======== Material

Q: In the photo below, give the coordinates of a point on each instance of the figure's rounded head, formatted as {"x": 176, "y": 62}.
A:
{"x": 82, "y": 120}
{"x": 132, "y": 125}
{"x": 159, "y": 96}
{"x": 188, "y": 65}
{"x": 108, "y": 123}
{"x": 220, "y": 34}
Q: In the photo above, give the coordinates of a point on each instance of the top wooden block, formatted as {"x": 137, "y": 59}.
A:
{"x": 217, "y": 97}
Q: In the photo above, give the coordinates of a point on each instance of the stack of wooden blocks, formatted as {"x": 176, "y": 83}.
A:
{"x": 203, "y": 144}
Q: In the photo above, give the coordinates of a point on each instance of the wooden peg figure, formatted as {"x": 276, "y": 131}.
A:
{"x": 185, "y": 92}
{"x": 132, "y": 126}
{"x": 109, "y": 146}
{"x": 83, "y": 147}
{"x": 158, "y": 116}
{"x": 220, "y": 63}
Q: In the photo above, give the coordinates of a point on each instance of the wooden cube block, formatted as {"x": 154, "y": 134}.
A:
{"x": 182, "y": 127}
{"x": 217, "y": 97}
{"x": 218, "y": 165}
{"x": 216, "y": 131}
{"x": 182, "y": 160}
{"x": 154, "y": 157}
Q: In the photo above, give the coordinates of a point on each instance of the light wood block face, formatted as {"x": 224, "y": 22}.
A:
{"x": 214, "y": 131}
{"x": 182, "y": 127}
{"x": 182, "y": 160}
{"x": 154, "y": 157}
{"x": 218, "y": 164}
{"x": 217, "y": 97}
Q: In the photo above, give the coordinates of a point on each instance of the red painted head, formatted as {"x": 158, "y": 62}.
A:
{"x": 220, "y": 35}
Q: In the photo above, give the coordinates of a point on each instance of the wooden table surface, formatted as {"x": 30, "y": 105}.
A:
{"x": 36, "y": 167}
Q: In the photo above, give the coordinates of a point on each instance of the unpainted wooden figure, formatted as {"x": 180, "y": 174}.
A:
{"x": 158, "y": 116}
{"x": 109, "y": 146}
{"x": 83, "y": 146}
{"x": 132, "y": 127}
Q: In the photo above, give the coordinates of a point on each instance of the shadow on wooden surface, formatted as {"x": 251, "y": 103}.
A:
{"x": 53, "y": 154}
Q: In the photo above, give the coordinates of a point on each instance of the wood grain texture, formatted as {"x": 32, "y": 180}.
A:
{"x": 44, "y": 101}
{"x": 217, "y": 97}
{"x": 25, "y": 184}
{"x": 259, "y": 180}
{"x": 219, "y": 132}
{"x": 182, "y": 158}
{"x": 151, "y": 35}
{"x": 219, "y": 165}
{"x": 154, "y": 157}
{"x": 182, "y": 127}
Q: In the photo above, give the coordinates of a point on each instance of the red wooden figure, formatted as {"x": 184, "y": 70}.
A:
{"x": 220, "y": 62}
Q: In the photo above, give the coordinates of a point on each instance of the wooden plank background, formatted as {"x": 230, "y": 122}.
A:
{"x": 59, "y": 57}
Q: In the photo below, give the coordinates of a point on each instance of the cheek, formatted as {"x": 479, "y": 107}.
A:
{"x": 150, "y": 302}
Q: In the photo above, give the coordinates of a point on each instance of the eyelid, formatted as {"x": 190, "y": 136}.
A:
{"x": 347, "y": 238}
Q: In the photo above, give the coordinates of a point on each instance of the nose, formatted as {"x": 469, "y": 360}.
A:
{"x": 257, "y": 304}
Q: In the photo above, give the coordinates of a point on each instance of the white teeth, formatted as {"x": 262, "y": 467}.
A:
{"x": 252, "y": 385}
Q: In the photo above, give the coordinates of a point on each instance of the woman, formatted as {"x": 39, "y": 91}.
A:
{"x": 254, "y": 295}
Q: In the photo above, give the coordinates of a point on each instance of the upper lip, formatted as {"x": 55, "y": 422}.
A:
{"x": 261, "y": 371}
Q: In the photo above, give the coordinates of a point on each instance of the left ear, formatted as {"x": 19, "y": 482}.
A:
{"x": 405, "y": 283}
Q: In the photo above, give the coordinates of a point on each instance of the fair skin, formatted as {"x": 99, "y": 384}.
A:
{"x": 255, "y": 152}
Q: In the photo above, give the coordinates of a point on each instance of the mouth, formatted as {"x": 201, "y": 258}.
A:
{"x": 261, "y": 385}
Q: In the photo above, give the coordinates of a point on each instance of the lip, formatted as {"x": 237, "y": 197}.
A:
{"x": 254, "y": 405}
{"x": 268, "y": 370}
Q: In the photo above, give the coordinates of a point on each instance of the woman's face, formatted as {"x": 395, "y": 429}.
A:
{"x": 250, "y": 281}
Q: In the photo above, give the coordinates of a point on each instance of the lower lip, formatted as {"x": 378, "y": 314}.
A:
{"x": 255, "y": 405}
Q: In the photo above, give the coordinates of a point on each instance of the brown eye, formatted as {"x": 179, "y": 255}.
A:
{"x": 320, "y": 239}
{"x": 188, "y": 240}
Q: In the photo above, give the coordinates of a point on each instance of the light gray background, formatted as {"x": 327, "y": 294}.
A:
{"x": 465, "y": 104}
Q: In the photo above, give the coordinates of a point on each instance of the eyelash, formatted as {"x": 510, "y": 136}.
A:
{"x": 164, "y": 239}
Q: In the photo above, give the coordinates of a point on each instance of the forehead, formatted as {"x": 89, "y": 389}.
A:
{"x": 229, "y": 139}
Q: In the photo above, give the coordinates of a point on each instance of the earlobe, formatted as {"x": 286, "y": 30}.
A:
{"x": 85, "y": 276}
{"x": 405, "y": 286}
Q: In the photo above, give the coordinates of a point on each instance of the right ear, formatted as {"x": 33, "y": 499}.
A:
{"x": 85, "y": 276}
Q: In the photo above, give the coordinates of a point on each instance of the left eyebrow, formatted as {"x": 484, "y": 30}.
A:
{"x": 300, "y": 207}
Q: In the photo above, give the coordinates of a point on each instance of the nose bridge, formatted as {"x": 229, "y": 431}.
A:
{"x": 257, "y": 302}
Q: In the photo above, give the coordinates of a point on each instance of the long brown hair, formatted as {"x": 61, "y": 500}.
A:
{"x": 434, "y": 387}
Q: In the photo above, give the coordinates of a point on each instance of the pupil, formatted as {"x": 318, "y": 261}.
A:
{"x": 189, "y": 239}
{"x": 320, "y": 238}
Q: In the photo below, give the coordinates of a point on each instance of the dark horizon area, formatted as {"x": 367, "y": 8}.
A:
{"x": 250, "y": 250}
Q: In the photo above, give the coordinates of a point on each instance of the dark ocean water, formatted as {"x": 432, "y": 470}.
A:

================

Work instructions: Copy out all of the data, changing every "formatted as" to "written as" and leaving everything else as it is.

Full output:
Q: In the photo below, give the coordinates of a point on each instance of the figure's rounded head, written as {"x": 176, "y": 62}.
A:
{"x": 82, "y": 120}
{"x": 132, "y": 125}
{"x": 159, "y": 96}
{"x": 188, "y": 65}
{"x": 108, "y": 123}
{"x": 220, "y": 34}
Q: In the photo above, give the coordinates of a point on each instance of the top wooden block, written as {"x": 137, "y": 59}.
A:
{"x": 217, "y": 97}
Q: In the photo above, give the coordinates of a point on each instance of the stack of wooden blocks, written as {"x": 176, "y": 83}.
A:
{"x": 203, "y": 144}
Q: In the photo above, give the coordinates of a point on each instance of the wooden peg figure, written as {"x": 276, "y": 131}.
A:
{"x": 185, "y": 92}
{"x": 132, "y": 126}
{"x": 109, "y": 146}
{"x": 83, "y": 147}
{"x": 158, "y": 116}
{"x": 220, "y": 63}
Q: In the photo above, give the coordinates of a point on each instance of the wooden cube block, written as {"x": 154, "y": 134}.
A:
{"x": 182, "y": 127}
{"x": 217, "y": 97}
{"x": 218, "y": 165}
{"x": 216, "y": 131}
{"x": 182, "y": 160}
{"x": 154, "y": 157}
Q: In the photo above, give the coordinates of a point on each instance of the light wood block face, written as {"x": 224, "y": 22}.
A:
{"x": 214, "y": 131}
{"x": 182, "y": 127}
{"x": 182, "y": 160}
{"x": 154, "y": 157}
{"x": 218, "y": 164}
{"x": 217, "y": 97}
Q: In the photo above, give the coordinates of a point on each instance of the red painted head, written as {"x": 158, "y": 62}.
A:
{"x": 220, "y": 35}
Q: In the photo above, give the coordinates of a point on each instance of the wooden table surface, written as {"x": 30, "y": 105}.
A:
{"x": 36, "y": 167}
Q: In the photo above, give the coordinates of a point on each instance of the unpainted wooden figure, written as {"x": 180, "y": 174}.
A:
{"x": 158, "y": 116}
{"x": 109, "y": 146}
{"x": 83, "y": 146}
{"x": 132, "y": 127}
Q: In the photo above, give the coordinates of a point on each instance of the shadow on wooden surface, written as {"x": 251, "y": 103}.
A:
{"x": 53, "y": 154}
Q: In the photo above, give the coordinates of a point on each instance of the wood grain texture, written as {"x": 32, "y": 180}.
A:
{"x": 44, "y": 101}
{"x": 217, "y": 97}
{"x": 25, "y": 184}
{"x": 259, "y": 180}
{"x": 219, "y": 132}
{"x": 182, "y": 158}
{"x": 151, "y": 35}
{"x": 219, "y": 165}
{"x": 154, "y": 157}
{"x": 182, "y": 127}
Q: In the photo above, give the coordinates of a point on each instance of the red wooden figure, written as {"x": 184, "y": 70}.
A:
{"x": 220, "y": 62}
Q: In the photo above, give the coordinates of a point on each instance of the wooden plank background, written as {"x": 230, "y": 122}.
A:
{"x": 59, "y": 57}
Q: In the photo below, give the coordinates of a point on each instance of the cheek, written as {"x": 479, "y": 107}.
A:
{"x": 150, "y": 302}
Q: In the photo above, give the coordinates of a point on each instance of the eyelid, written as {"x": 190, "y": 136}.
A:
{"x": 347, "y": 238}
Q: In the photo above, give the coordinates of a point on each instance of the nose, written as {"x": 469, "y": 360}.
A:
{"x": 257, "y": 304}
Q: In the photo above, give the coordinates of a point on each instance of the white teeth, written as {"x": 262, "y": 467}.
A:
{"x": 252, "y": 385}
Q: In the photo above, give the coordinates of a point on each instance of the woman, written as {"x": 39, "y": 91}.
A:
{"x": 254, "y": 295}
Q: In the photo above, give the coordinates of a point on each instance of the upper lip, written as {"x": 55, "y": 422}.
A:
{"x": 261, "y": 371}
Q: In the photo above, give the coordinates of a point on each instance of the left ear, written as {"x": 19, "y": 482}.
A:
{"x": 405, "y": 283}
Q: In the photo above, give the coordinates of a point on each instance of the fair skin, written as {"x": 99, "y": 384}.
A:
{"x": 255, "y": 152}
Q: In the photo above, give the coordinates of a point on each instance of the mouth, written as {"x": 201, "y": 258}.
A:
{"x": 261, "y": 385}
Q: In the photo above, give the coordinates of a point on each instance of the lip, written as {"x": 237, "y": 197}.
A:
{"x": 254, "y": 405}
{"x": 268, "y": 370}
Q: In the photo above, give the coordinates of a point on each instance of the woman's face, written as {"x": 395, "y": 429}.
A:
{"x": 250, "y": 281}
Q: In the photo above, give the coordinates of a point on each instance of the lower lip, written as {"x": 378, "y": 314}.
A:
{"x": 255, "y": 405}
Q: In the photo above, give the coordinates of a point on each instance of the brown eye, written as {"x": 179, "y": 255}.
A:
{"x": 320, "y": 239}
{"x": 188, "y": 240}
Q: In the photo above, give the coordinates of a point on each instance of the light gray background, written as {"x": 327, "y": 294}.
A:
{"x": 465, "y": 104}
Q: In the photo above, give the coordinates of a point on each instance of the eyelash, written as {"x": 510, "y": 136}.
A:
{"x": 164, "y": 239}
Q: In the photo above, give the coordinates of a point on each instance of the forehead, written as {"x": 89, "y": 389}.
A:
{"x": 229, "y": 139}
Q: In the photo above, give the coordinates of a point on each instance of the earlobe, written as {"x": 286, "y": 30}.
A:
{"x": 85, "y": 276}
{"x": 405, "y": 286}
Q: In the photo above, give the coordinates of a point on each instance of the right ear, written as {"x": 33, "y": 499}.
A:
{"x": 85, "y": 276}
Q: In the photo above, give the coordinates of a point on each instance of the left eyebrow, written as {"x": 484, "y": 30}.
A:
{"x": 300, "y": 207}
Q: In the photo above, give the coordinates of a point on each instance of the nose bridge, written as {"x": 229, "y": 431}.
A:
{"x": 257, "y": 302}
Q: In the photo above, give the coordinates of a point on each instance of the long brown hair, written as {"x": 61, "y": 500}.
A:
{"x": 434, "y": 387}
Q: In the photo above, give the coordinates of a point on each instance of the pupil, written as {"x": 318, "y": 261}.
A:
{"x": 189, "y": 239}
{"x": 320, "y": 238}
Q: In the photo below, give the coordinates of a point on each instance of the dark horizon area, written as {"x": 367, "y": 8}.
A:
{"x": 250, "y": 250}
Q: In the photo above, give the coordinates of a point on each instance of the dark ocean water, written as {"x": 432, "y": 470}.
A:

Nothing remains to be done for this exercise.